* Source material *
☆ ☆ ☆ ☆ ☆ ☆ ☆
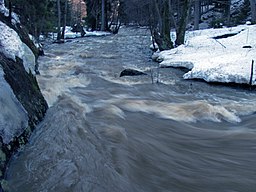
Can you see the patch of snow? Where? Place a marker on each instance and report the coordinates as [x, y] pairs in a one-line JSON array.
[[13, 117], [12, 46], [5, 11], [215, 60]]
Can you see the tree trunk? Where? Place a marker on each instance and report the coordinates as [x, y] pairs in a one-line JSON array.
[[253, 10], [59, 20], [65, 20], [103, 24], [10, 10], [162, 35], [181, 28], [197, 14]]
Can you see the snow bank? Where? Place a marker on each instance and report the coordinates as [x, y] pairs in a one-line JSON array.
[[11, 46], [5, 11], [13, 117], [215, 59]]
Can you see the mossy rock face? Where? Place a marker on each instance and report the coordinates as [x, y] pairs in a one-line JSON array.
[[26, 90]]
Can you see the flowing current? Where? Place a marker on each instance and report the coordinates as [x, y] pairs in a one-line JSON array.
[[150, 133]]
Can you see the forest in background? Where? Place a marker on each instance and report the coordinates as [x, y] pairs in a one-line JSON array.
[[44, 16]]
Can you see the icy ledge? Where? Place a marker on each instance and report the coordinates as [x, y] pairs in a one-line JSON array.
[[215, 60]]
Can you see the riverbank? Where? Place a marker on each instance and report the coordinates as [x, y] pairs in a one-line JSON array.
[[215, 55]]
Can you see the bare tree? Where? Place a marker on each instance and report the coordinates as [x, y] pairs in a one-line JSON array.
[[253, 10], [59, 20]]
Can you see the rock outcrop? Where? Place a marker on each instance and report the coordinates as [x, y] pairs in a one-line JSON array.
[[22, 106]]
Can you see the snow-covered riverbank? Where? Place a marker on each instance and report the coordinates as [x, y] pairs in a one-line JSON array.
[[215, 55]]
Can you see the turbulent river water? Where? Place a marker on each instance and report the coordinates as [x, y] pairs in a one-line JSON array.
[[105, 133]]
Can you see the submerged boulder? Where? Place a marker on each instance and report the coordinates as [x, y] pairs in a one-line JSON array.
[[131, 72]]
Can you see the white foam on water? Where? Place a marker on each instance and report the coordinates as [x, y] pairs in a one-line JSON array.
[[187, 112]]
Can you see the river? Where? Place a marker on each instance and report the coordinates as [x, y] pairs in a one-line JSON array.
[[151, 133]]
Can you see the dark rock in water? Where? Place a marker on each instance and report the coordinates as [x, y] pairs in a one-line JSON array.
[[131, 72]]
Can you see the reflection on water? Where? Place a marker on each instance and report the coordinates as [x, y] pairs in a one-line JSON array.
[[106, 133]]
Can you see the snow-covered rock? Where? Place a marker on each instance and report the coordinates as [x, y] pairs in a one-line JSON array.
[[12, 47], [5, 11], [213, 57]]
☆ ☆ ☆ ☆ ☆ ☆ ☆
* What to do *
Could you give these lines again with every "Place a marker" changed to "Put a dot", keeping everything else the same and leaving out the pictures?

* Task result *
Can you see the patch of snow? Where? Put a dot on each instance and report the coordinates as [x, y] pairs in a one-line JSON array.
[[13, 117], [12, 46], [5, 11], [215, 60]]
Can you see the tree trunk? Where? Put a dot on each instance and report the coordinates as [x, y] pairs in a one-line JSON array.
[[253, 10], [59, 20], [65, 20], [103, 24], [10, 10], [162, 35], [181, 28], [197, 14]]
Can you see the snow bank? Where? Put a dot on each instance and report the coordinates as [x, y] pairs in a one-line JSON array.
[[11, 46], [5, 11], [13, 117], [215, 59]]
Can you see the mossy rock face? Where? Put a dot on each instance and report the coordinates as [x, y] pairs in a one-line JSON array.
[[26, 90]]
Can you see the flowing current? Where? Put a dot on each instance and report the coordinates as [x, y] pairs in a one-line JSON array.
[[150, 133]]
Can you see the forest in background? Where? Put a dot on each instance and report the coordinates as [x, y] pairs in a one-line JSON array.
[[44, 16]]
Can you see the icy ledge? Where? Put a dot on each instance and report the coordinates as [x, y] pairs in a one-line JSON array.
[[215, 60]]
Can you see the riverbank? Where? Put a dot on each instance and report the coordinates as [x, y] pairs in a one-line JSON array.
[[215, 55]]
Can you see the bare tree? Where? Put a dot on each instance and report the coordinates as [x, y] pairs in a one-line JSON array.
[[253, 10], [59, 20]]
Can you see the rock outcrop? Where? Put a dot on each instance and report the coordinates as [x, y] pairs in a one-line JSON array.
[[22, 106]]
Can you see the snow-covered riverbank? Where? Put a dot on each instance and report the coordinates as [x, y] pairs in a one-line JSON array.
[[215, 55]]
Can you see the turbulent river water? Where? Put a dot on each instance and report the coordinates as [x, y] pairs in a one-line JSON array.
[[105, 133]]
Can you see the submerged boulder? Where? Put a dot on each instance and report the coordinates as [x, y] pairs in a one-line JSON array.
[[131, 72]]
Can you see the white foam on water? Where? Put a dot on each instance and report the coordinates as [x, y] pairs in a one-line JSON array.
[[187, 112]]
Can you see the river? Where? Put a dot on each instance and report the coordinates as [x, y] pairs in a one-line JSON array.
[[151, 133]]
Can you see the dark rock in water? Where? Put a dot on each instance and report the coordinates as [x, y] pairs in a one-line JSON array.
[[131, 72]]
Can you see the reflection on water? Where? Put a dot on each instance and report the coordinates as [x, y] pairs in a one-line JSON array.
[[106, 133]]
Can you see the snow-covered rock? Where? Put a dot on each instance and report the coordinates as [x, y] pairs in a one-line JSON array.
[[12, 47], [5, 11], [213, 57]]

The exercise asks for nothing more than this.